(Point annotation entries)
::::::::::
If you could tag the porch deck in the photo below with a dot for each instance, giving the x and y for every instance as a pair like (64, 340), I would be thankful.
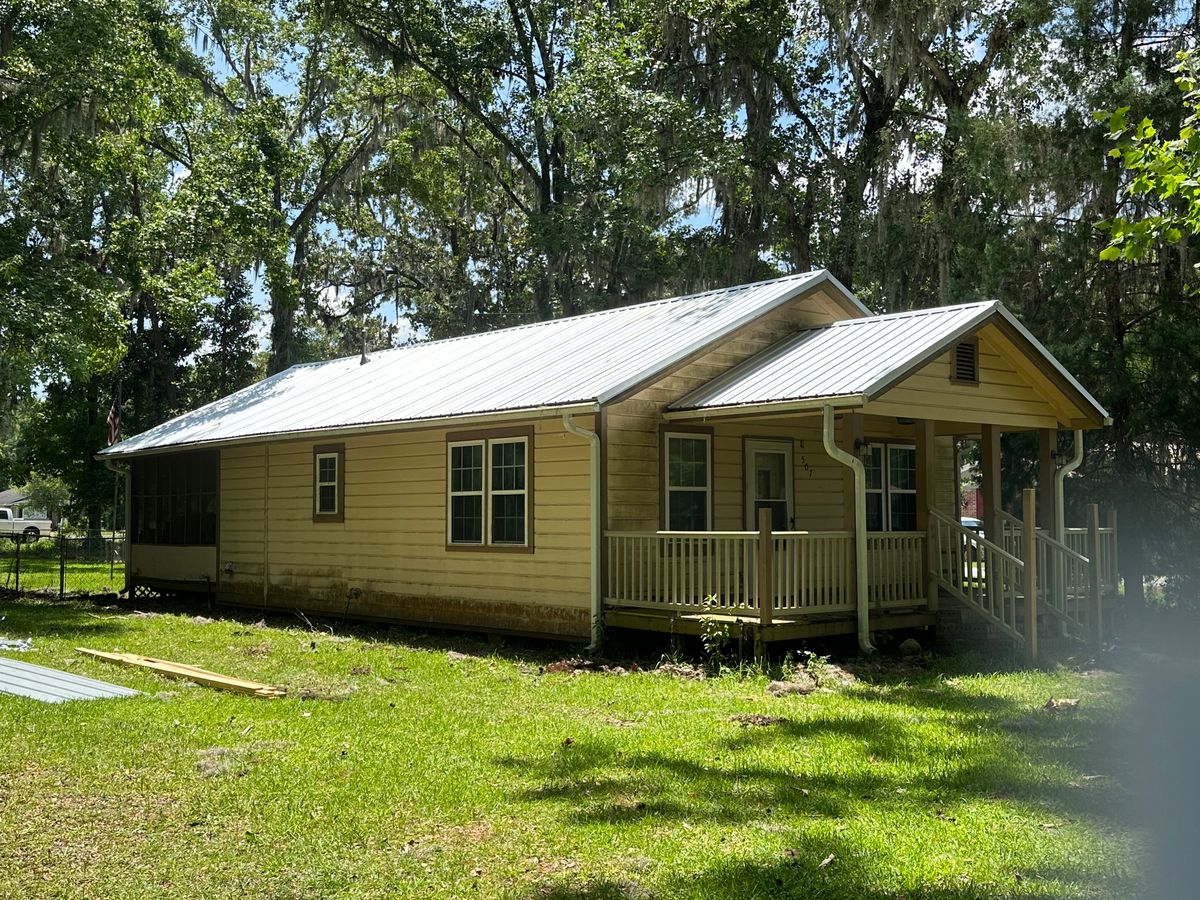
(780, 586)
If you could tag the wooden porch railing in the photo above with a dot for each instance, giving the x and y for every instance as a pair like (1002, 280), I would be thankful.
(983, 575)
(683, 569)
(1078, 540)
(810, 571)
(1065, 581)
(895, 569)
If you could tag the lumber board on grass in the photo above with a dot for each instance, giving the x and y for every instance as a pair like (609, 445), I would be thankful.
(195, 673)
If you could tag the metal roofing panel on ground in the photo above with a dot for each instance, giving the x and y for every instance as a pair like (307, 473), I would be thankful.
(563, 363)
(53, 685)
(847, 358)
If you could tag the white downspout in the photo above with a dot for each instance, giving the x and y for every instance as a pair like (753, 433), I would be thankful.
(593, 438)
(1060, 478)
(861, 588)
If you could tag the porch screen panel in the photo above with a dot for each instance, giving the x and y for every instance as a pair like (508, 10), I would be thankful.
(508, 492)
(174, 499)
(688, 483)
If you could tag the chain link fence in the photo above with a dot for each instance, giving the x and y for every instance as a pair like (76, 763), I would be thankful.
(63, 565)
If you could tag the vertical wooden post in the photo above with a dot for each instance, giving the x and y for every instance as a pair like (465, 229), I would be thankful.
(853, 431)
(766, 568)
(1030, 538)
(1048, 443)
(989, 465)
(927, 459)
(1093, 586)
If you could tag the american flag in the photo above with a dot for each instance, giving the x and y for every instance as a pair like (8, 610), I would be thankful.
(114, 424)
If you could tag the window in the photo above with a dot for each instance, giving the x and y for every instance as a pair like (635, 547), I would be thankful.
(688, 483)
(174, 499)
(892, 487)
(965, 363)
(329, 483)
(489, 486)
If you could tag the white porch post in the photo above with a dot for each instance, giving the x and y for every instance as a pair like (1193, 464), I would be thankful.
(925, 480)
(989, 463)
(1048, 444)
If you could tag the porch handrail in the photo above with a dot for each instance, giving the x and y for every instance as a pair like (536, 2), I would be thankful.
(984, 576)
(1065, 581)
(1003, 553)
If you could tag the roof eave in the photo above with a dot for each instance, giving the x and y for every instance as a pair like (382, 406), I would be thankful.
(505, 415)
(773, 407)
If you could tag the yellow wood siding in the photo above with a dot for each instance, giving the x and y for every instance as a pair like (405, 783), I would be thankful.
(633, 439)
(157, 562)
(1006, 395)
(393, 545)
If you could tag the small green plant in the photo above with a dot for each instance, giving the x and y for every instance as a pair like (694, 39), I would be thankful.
(714, 637)
(815, 665)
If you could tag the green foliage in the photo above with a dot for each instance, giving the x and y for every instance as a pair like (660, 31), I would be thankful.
(1164, 175)
(714, 637)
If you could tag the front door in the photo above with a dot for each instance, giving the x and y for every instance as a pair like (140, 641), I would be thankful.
(769, 483)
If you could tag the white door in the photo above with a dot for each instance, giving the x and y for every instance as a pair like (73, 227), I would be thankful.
(769, 483)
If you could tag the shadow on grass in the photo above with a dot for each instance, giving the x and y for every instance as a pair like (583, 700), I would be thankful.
(803, 871)
(41, 618)
(982, 750)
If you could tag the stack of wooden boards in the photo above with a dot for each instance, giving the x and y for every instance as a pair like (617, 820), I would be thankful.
(192, 673)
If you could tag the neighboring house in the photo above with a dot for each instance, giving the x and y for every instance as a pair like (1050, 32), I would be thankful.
(619, 467)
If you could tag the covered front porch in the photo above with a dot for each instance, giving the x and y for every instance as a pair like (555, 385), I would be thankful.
(814, 490)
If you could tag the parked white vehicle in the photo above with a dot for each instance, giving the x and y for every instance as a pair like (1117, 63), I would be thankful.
(29, 529)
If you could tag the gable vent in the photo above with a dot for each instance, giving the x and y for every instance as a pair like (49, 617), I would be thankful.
(966, 363)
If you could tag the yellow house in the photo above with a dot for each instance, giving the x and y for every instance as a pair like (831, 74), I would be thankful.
(771, 454)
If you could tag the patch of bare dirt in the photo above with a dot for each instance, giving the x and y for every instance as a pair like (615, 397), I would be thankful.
(757, 719)
(577, 665)
(681, 670)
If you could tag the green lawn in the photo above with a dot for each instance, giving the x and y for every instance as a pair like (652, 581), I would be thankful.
(429, 775)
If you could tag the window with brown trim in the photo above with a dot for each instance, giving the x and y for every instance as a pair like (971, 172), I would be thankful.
(329, 483)
(489, 487)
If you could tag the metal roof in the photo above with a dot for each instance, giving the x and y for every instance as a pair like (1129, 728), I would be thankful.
(859, 358)
(577, 361)
(52, 685)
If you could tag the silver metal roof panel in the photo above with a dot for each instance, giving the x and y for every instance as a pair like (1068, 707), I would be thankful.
(552, 365)
(53, 685)
(856, 357)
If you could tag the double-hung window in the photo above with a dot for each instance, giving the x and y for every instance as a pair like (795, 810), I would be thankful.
(892, 487)
(489, 481)
(688, 481)
(329, 483)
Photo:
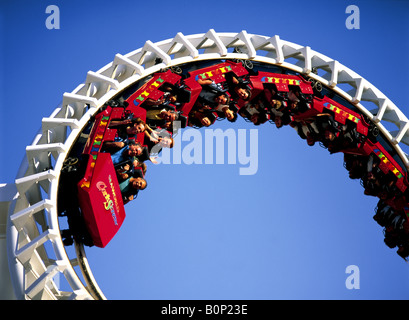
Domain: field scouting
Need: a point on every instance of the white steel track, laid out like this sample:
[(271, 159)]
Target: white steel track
[(36, 253)]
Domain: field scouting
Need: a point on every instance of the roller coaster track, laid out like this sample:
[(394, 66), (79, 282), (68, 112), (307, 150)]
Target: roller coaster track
[(36, 253)]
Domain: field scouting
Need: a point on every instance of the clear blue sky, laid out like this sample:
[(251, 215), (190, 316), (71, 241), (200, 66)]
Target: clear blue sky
[(287, 232)]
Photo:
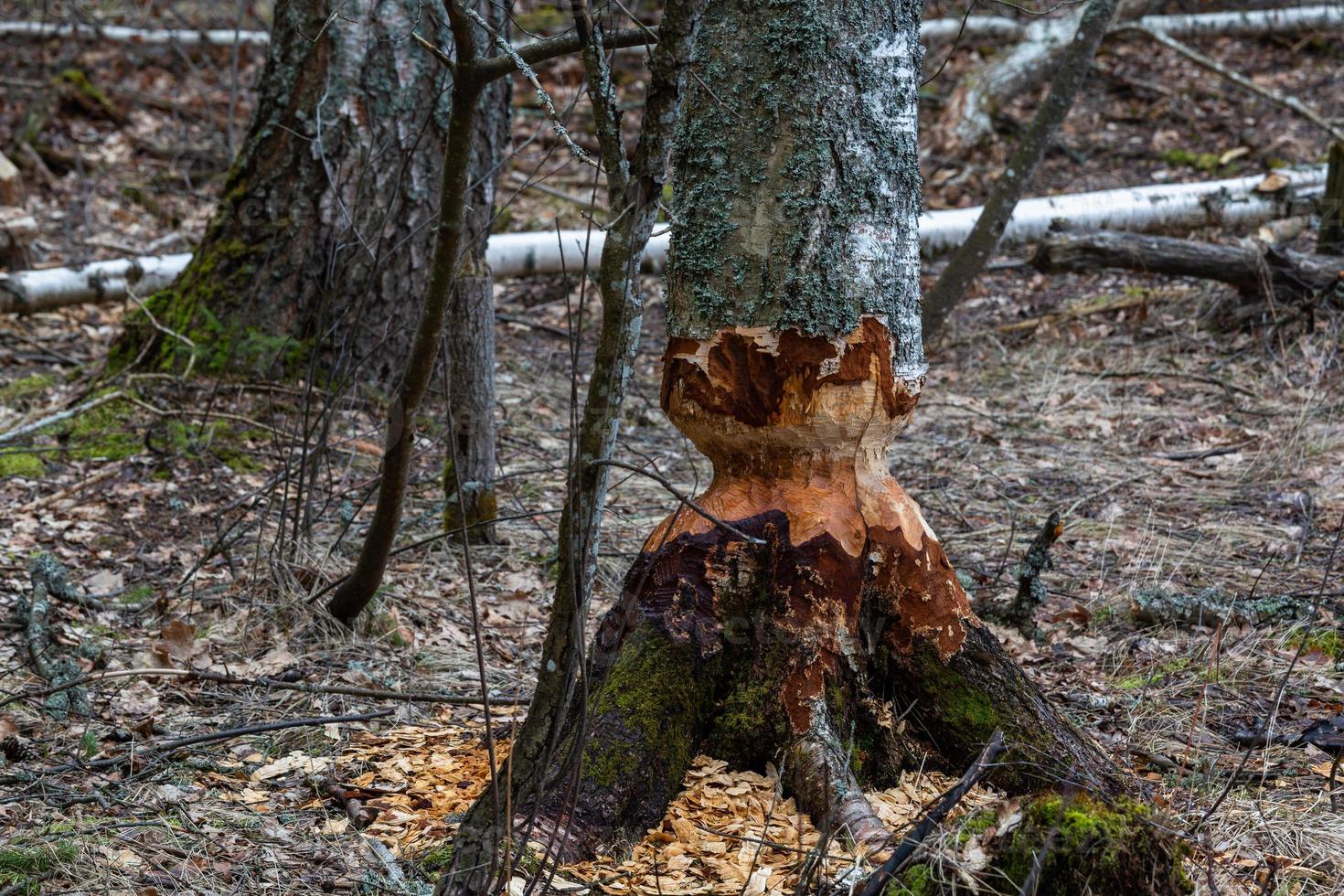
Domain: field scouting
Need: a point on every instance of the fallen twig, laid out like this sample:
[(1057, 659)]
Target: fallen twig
[(1292, 103), (217, 677), (978, 769)]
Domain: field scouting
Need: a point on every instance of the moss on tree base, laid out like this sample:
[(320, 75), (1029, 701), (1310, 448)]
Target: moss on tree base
[(191, 325), (1069, 844)]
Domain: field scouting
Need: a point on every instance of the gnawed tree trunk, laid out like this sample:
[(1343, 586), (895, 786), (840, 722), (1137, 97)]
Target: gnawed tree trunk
[(816, 606), (469, 326), (323, 237)]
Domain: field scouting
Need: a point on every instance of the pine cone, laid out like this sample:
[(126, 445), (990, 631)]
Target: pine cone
[(17, 749)]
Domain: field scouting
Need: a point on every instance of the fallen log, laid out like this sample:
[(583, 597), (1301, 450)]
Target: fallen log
[(120, 34), (969, 117), (1254, 269), (1155, 208)]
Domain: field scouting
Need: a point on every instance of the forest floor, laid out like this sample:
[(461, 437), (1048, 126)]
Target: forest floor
[(1199, 473)]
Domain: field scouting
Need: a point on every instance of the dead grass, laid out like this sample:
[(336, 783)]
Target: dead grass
[(1101, 418)]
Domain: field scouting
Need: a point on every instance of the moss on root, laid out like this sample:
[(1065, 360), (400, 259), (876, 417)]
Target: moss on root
[(211, 338), (22, 464), (1094, 847), (656, 693), (25, 861), (917, 880)]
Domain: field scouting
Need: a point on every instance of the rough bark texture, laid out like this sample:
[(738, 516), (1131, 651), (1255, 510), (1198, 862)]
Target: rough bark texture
[(362, 583), (1253, 269), (323, 237), (1332, 209), (827, 606), (635, 186), (469, 329)]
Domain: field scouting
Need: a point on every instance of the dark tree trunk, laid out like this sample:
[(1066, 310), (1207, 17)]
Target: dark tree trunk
[(816, 606), (469, 326), (325, 234)]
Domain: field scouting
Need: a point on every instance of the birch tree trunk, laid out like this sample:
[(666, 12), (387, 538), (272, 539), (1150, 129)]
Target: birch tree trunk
[(469, 326), (323, 237), (811, 604)]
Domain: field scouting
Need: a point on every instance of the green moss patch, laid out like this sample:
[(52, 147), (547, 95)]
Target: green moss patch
[(197, 308), (1093, 848), (26, 860), (20, 464)]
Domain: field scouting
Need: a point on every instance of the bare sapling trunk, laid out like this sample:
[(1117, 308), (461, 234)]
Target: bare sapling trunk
[(969, 258), (325, 228), (809, 604), (969, 117), (1331, 240), (472, 364), (357, 589), (469, 334), (635, 187)]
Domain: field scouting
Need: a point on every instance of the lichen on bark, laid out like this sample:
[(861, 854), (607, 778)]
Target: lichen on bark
[(325, 229), (804, 205)]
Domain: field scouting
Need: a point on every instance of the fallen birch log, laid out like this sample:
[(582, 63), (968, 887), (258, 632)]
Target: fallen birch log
[(1147, 208), (185, 37), (969, 116), (1254, 269)]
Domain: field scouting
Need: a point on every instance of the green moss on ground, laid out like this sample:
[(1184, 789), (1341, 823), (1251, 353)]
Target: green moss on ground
[(22, 464), (26, 860), (1095, 848), (106, 432), (917, 880), (660, 698), (197, 306)]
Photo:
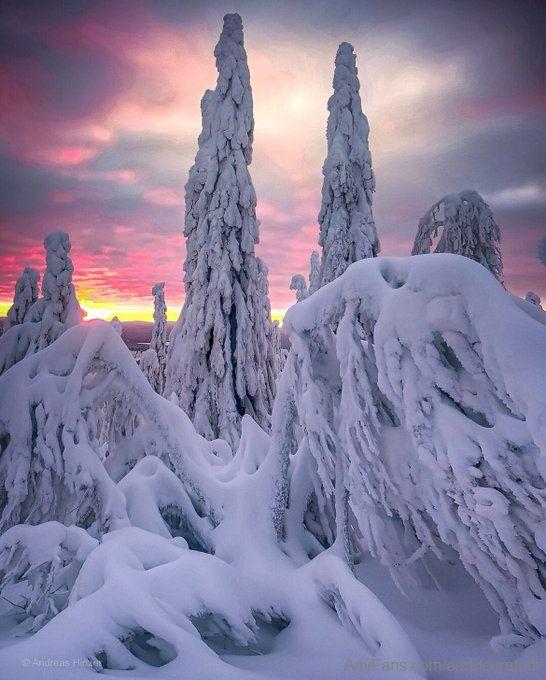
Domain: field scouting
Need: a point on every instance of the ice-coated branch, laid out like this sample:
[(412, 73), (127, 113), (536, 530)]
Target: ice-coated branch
[(26, 294), (299, 284), (52, 314), (221, 362), (347, 228)]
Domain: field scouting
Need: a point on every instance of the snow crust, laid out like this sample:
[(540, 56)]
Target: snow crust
[(221, 362)]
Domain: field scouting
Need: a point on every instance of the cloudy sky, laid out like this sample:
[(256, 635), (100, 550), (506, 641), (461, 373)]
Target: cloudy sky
[(99, 117)]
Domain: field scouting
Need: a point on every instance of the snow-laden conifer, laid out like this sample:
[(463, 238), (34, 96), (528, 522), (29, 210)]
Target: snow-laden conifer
[(116, 325), (533, 298), (467, 228), (299, 284), (347, 228), (58, 308), (221, 362), (26, 294)]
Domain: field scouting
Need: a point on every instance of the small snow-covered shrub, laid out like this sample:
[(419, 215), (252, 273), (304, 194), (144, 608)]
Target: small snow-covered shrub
[(347, 228), (221, 362), (467, 227)]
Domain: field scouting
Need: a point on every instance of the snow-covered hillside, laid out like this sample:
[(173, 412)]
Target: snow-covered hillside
[(408, 434)]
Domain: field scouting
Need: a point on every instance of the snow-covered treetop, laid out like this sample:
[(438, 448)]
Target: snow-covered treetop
[(56, 311), (59, 308), (347, 228), (469, 229), (26, 294), (433, 352)]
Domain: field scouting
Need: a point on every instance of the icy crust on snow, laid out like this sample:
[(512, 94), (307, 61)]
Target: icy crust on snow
[(26, 294), (74, 418), (47, 559), (221, 361), (416, 386)]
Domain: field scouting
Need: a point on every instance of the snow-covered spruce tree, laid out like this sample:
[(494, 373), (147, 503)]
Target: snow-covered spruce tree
[(58, 309), (26, 294), (299, 284), (159, 334), (347, 228), (468, 228), (533, 298), (221, 362), (431, 431)]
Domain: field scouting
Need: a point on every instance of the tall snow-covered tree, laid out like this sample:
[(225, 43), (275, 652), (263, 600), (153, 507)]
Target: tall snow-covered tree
[(467, 228), (26, 294), (221, 361), (347, 228), (116, 325), (314, 272), (533, 298)]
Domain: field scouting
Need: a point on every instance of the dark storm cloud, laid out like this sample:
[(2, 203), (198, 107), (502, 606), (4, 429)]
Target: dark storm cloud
[(100, 119)]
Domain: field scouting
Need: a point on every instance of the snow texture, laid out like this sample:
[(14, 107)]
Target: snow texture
[(52, 314), (26, 294), (347, 228), (117, 325), (468, 228), (221, 362)]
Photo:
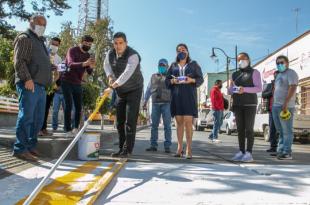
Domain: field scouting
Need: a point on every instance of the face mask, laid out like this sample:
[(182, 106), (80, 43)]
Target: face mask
[(53, 49), (162, 69), (85, 48), (243, 64), (181, 56), (39, 30), (281, 68)]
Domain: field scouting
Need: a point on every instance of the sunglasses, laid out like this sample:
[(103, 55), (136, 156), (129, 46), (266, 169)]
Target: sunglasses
[(280, 63)]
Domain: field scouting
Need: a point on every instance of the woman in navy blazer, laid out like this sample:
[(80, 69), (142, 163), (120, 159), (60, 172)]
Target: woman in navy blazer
[(183, 78)]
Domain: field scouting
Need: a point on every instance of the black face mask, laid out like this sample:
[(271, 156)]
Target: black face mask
[(85, 48)]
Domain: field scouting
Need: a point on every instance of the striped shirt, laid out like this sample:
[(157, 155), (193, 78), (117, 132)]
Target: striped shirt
[(22, 57)]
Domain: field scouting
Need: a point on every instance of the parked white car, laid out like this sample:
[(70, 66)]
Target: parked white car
[(229, 123)]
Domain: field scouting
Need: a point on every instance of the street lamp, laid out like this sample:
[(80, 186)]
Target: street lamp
[(214, 56)]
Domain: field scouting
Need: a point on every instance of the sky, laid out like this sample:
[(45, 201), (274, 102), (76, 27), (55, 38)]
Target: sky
[(155, 27)]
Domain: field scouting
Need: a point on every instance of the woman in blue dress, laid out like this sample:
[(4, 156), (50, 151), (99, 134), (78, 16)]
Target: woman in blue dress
[(183, 78)]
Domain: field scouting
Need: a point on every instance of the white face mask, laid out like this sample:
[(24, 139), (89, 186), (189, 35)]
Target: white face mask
[(54, 49), (39, 30), (243, 64)]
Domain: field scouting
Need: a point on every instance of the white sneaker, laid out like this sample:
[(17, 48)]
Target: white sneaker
[(216, 141), (238, 157), (247, 157)]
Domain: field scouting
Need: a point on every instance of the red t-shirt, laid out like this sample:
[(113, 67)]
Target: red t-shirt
[(217, 100)]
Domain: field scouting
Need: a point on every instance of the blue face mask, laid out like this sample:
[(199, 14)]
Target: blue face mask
[(162, 69), (281, 68), (181, 56)]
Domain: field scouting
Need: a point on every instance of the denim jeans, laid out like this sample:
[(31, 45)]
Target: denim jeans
[(285, 129), (30, 117), (273, 136), (218, 121), (163, 110), (57, 101)]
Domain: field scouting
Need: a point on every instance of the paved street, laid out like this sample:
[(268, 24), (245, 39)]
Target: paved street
[(209, 178)]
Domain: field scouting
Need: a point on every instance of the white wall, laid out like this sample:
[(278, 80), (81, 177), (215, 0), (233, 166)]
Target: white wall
[(298, 54)]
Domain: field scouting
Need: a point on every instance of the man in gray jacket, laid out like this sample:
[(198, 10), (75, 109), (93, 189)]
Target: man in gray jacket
[(161, 98), (32, 75)]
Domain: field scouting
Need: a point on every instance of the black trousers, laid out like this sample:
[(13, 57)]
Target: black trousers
[(49, 100), (72, 92), (127, 111), (245, 118)]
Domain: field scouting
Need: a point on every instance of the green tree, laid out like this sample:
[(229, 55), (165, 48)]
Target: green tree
[(102, 33), (16, 8), (67, 39)]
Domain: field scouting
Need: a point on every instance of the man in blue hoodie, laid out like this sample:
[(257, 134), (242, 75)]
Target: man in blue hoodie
[(161, 98)]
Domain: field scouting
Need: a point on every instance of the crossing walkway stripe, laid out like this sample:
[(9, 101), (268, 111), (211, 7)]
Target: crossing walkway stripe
[(104, 181), (59, 191)]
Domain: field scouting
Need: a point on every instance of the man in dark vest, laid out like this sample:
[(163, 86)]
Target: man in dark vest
[(32, 75), (161, 98), (122, 67)]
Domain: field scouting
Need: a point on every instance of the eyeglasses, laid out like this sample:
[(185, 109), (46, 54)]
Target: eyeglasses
[(280, 62)]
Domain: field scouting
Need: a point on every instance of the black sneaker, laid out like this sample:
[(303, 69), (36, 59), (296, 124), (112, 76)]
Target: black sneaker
[(274, 154), (124, 154), (167, 150), (151, 149), (116, 154), (284, 156), (272, 149)]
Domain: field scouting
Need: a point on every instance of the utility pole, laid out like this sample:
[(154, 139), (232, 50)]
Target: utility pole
[(296, 10), (90, 11)]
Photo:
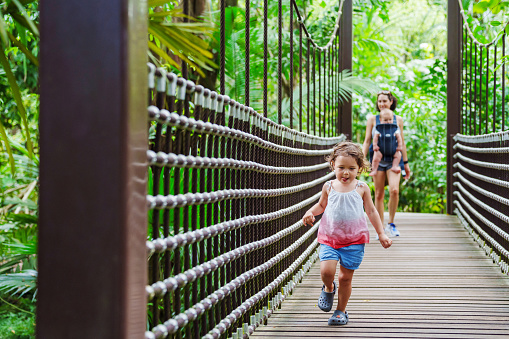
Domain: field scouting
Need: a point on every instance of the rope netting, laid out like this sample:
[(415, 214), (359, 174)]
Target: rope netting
[(228, 186), (481, 149), (481, 191), (227, 189)]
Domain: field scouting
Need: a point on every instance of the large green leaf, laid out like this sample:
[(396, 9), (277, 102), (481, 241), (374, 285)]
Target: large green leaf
[(5, 139), (17, 97), (19, 283)]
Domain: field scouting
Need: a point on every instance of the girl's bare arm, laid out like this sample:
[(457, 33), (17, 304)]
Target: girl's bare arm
[(374, 217), (403, 147), (367, 137), (318, 208)]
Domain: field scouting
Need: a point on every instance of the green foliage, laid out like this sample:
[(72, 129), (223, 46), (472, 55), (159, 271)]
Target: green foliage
[(16, 321), (402, 48), (188, 41)]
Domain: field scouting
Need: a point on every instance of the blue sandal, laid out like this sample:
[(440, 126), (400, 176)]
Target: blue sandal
[(338, 318), (326, 299)]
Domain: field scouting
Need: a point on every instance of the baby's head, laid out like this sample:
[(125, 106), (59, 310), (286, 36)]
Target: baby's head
[(386, 116), (348, 149)]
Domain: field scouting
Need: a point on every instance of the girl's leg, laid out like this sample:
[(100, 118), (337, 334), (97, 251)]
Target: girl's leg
[(379, 181), (395, 162), (345, 287), (393, 179), (328, 273), (377, 156)]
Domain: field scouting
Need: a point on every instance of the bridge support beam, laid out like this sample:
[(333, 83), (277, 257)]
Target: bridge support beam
[(345, 58), (454, 104), (92, 257)]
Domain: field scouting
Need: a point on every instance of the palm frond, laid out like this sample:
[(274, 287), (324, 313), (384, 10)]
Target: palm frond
[(19, 284)]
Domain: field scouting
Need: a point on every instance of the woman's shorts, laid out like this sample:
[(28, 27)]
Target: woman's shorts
[(386, 165), (349, 257)]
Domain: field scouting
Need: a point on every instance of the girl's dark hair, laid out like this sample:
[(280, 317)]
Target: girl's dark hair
[(390, 96), (350, 149)]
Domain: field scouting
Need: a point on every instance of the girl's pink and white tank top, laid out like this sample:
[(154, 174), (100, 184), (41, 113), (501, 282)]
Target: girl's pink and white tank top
[(343, 222)]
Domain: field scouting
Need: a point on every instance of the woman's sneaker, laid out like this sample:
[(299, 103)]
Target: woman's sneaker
[(391, 230)]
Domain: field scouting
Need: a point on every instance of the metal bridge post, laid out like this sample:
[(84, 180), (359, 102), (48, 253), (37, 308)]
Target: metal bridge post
[(93, 128), (346, 41), (454, 39)]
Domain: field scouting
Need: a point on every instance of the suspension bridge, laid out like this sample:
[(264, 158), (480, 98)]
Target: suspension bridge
[(169, 210)]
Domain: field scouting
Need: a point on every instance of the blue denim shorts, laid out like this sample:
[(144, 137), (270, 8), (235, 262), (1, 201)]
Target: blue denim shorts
[(349, 257)]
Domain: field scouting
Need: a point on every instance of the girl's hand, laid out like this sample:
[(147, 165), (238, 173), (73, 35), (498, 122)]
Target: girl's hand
[(384, 240), (407, 172), (308, 219)]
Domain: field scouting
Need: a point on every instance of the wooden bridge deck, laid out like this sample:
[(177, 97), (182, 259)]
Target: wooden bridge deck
[(434, 282)]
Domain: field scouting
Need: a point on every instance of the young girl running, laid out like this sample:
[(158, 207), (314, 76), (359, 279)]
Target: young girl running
[(343, 230)]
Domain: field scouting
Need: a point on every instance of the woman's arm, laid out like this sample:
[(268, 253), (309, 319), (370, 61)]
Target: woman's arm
[(318, 208), (403, 148), (367, 138)]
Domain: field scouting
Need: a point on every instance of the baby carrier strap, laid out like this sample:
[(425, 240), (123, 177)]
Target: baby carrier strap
::::::::::
* To be done
Count the lines in the entries above that contain the string "moss". Reply with the number only.

* Task answer
8